■ **ABOUT THIS EXERCISE**
Identify every line in the records below that contains the word "golden", and copy each of those lines.

■ **DATA FOR THE TASK**
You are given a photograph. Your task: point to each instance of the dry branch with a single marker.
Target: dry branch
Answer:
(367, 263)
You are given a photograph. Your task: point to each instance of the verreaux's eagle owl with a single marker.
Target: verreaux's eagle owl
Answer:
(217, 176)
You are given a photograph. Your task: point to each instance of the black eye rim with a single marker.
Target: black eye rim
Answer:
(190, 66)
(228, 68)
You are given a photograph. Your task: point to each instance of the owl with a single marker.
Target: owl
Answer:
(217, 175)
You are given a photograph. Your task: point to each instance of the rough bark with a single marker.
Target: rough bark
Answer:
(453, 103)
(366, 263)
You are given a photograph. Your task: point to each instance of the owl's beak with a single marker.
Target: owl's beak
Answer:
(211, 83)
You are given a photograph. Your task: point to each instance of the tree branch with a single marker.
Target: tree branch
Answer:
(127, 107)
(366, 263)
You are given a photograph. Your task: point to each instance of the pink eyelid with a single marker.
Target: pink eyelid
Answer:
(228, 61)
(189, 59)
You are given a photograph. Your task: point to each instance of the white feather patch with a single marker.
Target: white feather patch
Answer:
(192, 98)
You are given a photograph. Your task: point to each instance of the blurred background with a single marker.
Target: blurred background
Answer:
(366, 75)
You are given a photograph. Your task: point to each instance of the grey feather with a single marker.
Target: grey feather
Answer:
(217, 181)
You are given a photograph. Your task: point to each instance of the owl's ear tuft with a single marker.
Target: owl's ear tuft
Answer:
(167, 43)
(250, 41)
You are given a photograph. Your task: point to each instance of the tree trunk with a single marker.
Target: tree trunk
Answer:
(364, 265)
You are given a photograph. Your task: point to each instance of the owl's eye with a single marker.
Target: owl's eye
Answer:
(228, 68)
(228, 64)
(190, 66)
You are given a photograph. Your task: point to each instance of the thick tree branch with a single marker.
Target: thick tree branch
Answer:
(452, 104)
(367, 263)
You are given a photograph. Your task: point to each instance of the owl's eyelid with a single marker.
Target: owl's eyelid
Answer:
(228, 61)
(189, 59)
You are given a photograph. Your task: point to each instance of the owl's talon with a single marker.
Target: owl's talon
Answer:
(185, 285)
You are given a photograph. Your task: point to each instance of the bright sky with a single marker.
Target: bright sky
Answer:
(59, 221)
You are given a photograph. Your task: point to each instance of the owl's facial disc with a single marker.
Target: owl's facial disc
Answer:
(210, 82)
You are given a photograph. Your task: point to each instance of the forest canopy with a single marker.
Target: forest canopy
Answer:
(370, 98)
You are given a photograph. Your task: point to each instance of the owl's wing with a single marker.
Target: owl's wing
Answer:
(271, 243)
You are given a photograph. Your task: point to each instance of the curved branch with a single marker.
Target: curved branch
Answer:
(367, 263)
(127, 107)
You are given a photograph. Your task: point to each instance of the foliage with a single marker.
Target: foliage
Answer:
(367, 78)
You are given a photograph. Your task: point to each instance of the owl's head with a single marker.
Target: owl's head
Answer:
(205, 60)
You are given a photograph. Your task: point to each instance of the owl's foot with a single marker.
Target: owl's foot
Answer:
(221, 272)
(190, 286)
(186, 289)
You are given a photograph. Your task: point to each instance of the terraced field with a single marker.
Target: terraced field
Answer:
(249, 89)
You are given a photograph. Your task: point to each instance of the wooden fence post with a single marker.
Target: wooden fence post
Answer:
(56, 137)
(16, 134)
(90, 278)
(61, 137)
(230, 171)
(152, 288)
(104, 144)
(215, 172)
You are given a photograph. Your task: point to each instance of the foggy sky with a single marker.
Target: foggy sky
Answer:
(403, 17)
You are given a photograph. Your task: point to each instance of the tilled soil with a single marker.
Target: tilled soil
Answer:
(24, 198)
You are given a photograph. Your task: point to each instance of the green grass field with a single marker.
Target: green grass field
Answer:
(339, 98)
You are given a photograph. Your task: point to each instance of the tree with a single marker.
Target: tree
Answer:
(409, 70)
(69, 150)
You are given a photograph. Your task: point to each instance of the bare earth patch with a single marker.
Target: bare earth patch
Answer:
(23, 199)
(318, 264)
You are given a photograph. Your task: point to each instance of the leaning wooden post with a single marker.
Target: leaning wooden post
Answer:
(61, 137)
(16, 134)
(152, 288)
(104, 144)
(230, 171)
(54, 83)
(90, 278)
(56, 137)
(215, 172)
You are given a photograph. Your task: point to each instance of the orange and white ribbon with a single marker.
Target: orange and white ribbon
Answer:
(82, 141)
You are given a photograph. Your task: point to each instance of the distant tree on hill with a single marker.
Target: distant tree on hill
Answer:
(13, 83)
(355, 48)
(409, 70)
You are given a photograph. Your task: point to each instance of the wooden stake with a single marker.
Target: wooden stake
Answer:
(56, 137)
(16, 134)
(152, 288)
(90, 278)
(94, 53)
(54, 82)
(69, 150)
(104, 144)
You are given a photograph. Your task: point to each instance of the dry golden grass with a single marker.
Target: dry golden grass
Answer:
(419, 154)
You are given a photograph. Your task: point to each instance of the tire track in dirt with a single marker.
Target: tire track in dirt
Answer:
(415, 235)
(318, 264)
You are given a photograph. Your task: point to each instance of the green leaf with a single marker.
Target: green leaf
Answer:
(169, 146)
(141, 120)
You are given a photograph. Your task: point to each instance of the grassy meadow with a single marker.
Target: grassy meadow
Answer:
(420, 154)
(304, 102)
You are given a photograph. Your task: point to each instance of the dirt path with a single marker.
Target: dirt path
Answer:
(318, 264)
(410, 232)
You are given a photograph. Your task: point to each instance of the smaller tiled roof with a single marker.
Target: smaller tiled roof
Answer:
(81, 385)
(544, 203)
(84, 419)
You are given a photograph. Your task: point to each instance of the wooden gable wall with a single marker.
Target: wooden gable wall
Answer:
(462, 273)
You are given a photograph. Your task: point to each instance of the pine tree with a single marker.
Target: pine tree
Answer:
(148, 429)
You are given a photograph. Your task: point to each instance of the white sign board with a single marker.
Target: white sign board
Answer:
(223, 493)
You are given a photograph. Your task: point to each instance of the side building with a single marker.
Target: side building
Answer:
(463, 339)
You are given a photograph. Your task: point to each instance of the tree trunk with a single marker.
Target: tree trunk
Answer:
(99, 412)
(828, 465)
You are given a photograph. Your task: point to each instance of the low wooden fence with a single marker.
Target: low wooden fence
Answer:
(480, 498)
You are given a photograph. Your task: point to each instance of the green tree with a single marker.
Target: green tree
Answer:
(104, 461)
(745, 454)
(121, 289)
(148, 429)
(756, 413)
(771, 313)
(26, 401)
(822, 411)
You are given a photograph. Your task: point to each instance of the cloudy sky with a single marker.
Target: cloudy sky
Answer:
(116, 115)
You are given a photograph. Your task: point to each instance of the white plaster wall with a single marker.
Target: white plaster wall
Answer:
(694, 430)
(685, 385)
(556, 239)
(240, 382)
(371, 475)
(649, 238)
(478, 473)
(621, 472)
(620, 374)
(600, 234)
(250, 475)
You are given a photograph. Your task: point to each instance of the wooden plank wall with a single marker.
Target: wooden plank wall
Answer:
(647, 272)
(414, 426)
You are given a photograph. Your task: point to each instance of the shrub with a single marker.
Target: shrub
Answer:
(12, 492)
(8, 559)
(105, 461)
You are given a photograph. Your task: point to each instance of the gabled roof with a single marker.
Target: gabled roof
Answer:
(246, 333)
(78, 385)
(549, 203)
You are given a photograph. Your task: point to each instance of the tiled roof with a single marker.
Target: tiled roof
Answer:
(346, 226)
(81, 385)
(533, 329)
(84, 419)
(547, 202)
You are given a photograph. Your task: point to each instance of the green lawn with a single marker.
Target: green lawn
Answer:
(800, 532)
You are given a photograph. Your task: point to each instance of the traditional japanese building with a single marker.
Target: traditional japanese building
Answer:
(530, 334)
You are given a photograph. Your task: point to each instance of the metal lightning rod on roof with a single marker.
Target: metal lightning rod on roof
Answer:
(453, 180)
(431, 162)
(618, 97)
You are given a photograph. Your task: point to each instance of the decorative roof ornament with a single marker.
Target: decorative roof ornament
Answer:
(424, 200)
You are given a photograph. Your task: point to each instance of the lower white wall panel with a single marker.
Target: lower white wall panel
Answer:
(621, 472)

■ **EXPECTED ANSWER**
You are given a photograph. Your task: point to each instance of the dry golden grass with a single marker.
Target: dry golden grass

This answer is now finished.